AUFGABENZIEL A:
Welchen Wert der Beschwer nennt der Urteilstext?
AUFGABENZIEL B:
Kopieren Sie aus dem Urteilstext wortgetreu den Abschnitt von „Verfahrensgang“ bis einschließlich „auf Sozialversicherungsträger übergehen.“.

AUSGANGSTEXT:
^^^^^^^^

Verfahrensgang
LG Berlin (Entscheidung vom 03.11.1980; Aktenzeichen 17 O 30/79) |
Tenor
Die Berufung des Beklagten gegen das am 3. November 1980 verkündete Urteil der Zivilkammer 17 des Landgerichts Berlin wird zurückgewiesen.
Wegen eines offenbaren Versehens wird der Tenor des genannten Urteils berichtigt und wie folgt neu gefaßt:
I. Der Vollstreckungsbescheid des Amtsgerichts Reutlingen vom 9. Januar 1979 - B. - wird in Höhe von 5.000,- DM nebst 4 % Zinsen seit dem 28. November 1978 aufrechterhalten.
II. Es wird festgestellt, daß der Beklagte verpflichtet ist, der Klägerin 80 % ihres zukünftigen materiellen Schadens aus dem Verkehrsunfall vom 19. Oktober 1977 zu erstatten, soweit Ansprüche nicht auf Sozialversicherungsträger übergehen.
III. Im übrigen wird der genannte Vollstreckungsbescheid aufgehoben und die Klage abgewiesen.
IV. Von den Kosten des ersten Rechtszuges tragen die Klägerin 9/20 und der Beklagte 11/20. Hiervon auszunehmen sind die Kosten der Säumnis des Beklagten, die dieser allein zu tragen hat.
Die Kosten des Berufungsrechtszuges werden dem Beklagten auferlegt.
Das Urteil ist vorläufig vollstreckbar.
Der Wert der Beschwer beträgt 9.000,- DM.
Tatbestand
Am 19. Oktober 1977 kam der Beklagte mit seinem Pkw P., polizeiliches Kennzeichen ..., in A. auf der Straße zwischen O. H. und C. von der Fahrbahn ab und stürzte in einen Fluß. Die auf dem Beifahrersitz sitzende, nicht angeschnallte Klägerin wurde verletzt. Sie erlitt eine Gehirnerschütterung, eine Ellenbogengelenk-Luxation links, eine Oberschenkelfraktur links, Schnittwunden und Prellungen des linken Augenlides, des rechten Armes und der rechten Hand. Sie wurde in der chirurgischen Abteilung des Krankenhauses Constantine erstversorgt und am 21. Oktober 1977 mit dem Flugzeug in die berufsgenossenschaftliche Unfallklinik Tübingen verlegt, wo sie bis zum 25. November 1977 verblieb. Vom 8. bis zum 24. Dezember 1977 wurde sie im Kreiskrankenhaus Reutlingen wegen einer Hepatitis epidemica und eines Thyphus abdominalis stationär behandelt. Seit dem 7. Februar 1978 ist sie wieder arbeitsfähig. Der Oberschenkelmarknagel wurde im April 1981 im Krankenhaus entfernt; das bewirkte eine abermalige, rund sechswöchige Arbeitsunfähigkeit.

^^^^^^^^

VORLIEGENDE EINTRÄGE:
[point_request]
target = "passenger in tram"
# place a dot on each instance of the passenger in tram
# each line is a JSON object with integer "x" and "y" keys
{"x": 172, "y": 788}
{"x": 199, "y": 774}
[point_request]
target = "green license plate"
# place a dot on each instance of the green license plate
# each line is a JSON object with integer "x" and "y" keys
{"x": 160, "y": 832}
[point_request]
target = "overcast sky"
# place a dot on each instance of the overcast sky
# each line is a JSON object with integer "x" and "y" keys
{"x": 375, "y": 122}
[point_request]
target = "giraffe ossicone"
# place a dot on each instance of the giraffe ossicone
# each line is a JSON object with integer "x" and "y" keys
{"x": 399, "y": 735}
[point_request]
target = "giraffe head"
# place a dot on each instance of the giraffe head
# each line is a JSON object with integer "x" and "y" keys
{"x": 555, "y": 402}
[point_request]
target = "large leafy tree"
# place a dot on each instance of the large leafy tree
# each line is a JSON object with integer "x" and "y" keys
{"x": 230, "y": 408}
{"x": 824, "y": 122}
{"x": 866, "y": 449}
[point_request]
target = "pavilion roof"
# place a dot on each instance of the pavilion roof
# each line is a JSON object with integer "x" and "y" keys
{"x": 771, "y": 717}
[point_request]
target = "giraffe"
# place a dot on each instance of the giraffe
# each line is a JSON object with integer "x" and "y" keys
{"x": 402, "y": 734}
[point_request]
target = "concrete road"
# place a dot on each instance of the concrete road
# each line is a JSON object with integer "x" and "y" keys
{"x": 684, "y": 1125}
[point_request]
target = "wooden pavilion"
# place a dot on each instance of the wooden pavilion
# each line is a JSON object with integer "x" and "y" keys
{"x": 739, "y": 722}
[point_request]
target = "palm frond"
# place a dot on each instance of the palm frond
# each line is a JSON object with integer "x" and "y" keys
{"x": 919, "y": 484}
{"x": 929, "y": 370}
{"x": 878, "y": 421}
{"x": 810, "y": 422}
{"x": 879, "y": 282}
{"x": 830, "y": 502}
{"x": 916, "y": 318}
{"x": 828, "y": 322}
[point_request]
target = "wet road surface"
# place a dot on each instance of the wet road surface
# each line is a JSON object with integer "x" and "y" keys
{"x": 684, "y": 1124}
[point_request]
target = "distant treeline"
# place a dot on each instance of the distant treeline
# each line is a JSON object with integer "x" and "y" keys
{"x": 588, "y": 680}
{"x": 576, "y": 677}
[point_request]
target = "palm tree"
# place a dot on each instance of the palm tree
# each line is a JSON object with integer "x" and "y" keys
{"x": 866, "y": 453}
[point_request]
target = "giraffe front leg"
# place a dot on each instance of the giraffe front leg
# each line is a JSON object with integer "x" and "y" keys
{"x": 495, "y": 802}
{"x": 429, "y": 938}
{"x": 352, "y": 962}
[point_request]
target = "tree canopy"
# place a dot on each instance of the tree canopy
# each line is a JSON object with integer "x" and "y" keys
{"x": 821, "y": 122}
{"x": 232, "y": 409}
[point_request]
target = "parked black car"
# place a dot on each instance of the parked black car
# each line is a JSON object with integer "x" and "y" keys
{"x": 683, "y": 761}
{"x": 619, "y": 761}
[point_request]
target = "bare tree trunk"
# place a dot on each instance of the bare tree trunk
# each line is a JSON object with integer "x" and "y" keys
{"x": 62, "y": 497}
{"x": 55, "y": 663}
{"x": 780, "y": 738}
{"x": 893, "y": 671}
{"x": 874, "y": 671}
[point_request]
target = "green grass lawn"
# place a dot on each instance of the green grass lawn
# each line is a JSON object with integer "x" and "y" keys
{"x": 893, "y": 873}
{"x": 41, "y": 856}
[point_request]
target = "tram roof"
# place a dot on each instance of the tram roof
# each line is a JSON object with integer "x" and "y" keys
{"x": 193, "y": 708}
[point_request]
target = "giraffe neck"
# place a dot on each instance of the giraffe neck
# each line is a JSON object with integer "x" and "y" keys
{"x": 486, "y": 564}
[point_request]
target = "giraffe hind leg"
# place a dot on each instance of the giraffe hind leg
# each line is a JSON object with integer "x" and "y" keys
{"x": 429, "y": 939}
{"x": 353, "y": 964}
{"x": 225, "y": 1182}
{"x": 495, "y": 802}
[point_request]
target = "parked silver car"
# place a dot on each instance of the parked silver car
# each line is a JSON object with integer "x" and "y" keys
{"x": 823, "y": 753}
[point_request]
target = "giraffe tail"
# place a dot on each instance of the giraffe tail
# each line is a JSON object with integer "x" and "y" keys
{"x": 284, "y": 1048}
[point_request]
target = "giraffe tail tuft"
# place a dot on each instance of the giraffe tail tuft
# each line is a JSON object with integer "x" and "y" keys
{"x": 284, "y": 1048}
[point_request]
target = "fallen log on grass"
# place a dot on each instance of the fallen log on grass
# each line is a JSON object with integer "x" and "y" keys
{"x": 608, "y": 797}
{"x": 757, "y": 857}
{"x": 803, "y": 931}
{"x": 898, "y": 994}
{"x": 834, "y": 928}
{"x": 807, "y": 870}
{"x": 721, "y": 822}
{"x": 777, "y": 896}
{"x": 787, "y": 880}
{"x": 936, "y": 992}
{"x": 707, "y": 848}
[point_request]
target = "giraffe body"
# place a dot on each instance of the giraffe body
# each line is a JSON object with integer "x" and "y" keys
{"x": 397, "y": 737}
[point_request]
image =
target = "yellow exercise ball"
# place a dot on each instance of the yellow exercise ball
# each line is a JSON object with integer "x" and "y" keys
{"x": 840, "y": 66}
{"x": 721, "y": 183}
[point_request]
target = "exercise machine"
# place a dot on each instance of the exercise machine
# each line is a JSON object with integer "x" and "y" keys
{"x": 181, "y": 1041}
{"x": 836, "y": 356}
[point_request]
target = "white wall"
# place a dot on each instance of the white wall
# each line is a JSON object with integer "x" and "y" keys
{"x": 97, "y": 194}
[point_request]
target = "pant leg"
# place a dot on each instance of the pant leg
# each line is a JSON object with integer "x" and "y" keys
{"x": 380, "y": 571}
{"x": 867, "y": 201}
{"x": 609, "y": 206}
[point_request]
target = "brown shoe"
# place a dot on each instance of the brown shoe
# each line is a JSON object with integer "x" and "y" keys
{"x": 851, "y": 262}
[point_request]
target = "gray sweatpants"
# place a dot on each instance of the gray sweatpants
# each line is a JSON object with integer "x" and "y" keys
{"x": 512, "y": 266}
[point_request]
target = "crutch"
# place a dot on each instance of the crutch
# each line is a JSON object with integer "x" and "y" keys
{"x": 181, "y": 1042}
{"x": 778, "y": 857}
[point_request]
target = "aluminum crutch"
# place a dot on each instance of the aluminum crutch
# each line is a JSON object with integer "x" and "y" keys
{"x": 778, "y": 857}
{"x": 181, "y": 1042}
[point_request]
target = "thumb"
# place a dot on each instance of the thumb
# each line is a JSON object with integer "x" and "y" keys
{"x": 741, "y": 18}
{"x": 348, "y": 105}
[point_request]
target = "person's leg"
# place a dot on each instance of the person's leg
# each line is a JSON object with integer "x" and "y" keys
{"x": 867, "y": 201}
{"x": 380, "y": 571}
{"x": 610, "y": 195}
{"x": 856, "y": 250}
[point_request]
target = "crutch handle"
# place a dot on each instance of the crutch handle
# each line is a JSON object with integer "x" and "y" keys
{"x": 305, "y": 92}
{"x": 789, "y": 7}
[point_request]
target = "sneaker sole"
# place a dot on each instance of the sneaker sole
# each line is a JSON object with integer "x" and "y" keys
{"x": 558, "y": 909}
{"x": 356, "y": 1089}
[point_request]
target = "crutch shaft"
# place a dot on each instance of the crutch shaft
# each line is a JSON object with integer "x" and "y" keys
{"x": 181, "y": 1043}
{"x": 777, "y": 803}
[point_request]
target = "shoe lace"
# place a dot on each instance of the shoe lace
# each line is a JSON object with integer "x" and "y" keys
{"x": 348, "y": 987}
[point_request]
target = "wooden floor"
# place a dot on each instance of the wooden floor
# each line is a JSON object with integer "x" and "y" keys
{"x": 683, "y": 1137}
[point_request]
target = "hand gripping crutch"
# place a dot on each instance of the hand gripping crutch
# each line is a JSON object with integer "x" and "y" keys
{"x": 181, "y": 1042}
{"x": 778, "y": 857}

^^^^^^^^

SCHRIFTLICHE ANTWORT A:
9.000,- DM.

SCHRIFTLICHE ANTWORT B:
Verfahrensgang
LG Berlin (Entscheidung vom 03.11.1980; Aktenzeichen 17 O 30/79) |
Tenor
Die Berufung des Beklagten gegen das am 3. November 1980 verkündete Urteil der Zivilkammer 17 des Landgerichts Berlin wird zurückgewiesen.
Wegen eines offenbaren Versehens wird der Tenor des genannten Urteils berichtigt und wie folgt neu gefaßt:
I. Der Vollstreckungsbescheid des Amtsgerichts Reutlingen vom 9. Januar 1979 - B. - wird in Höhe von 5.000,- DM nebst 4 % Zinsen seit dem 28. November 1978 aufrechterhalten.
II. Es wird festgestellt, daß der Beklagte verpflichtet ist, der Klägerin 80 % ihres zukünftigen materiellen Schadens aus dem Verkehrsunfall vom 19. Oktober 1977 zu erstatten, soweit Ansprüche nicht auf Sozialversicherungsträger übergehen.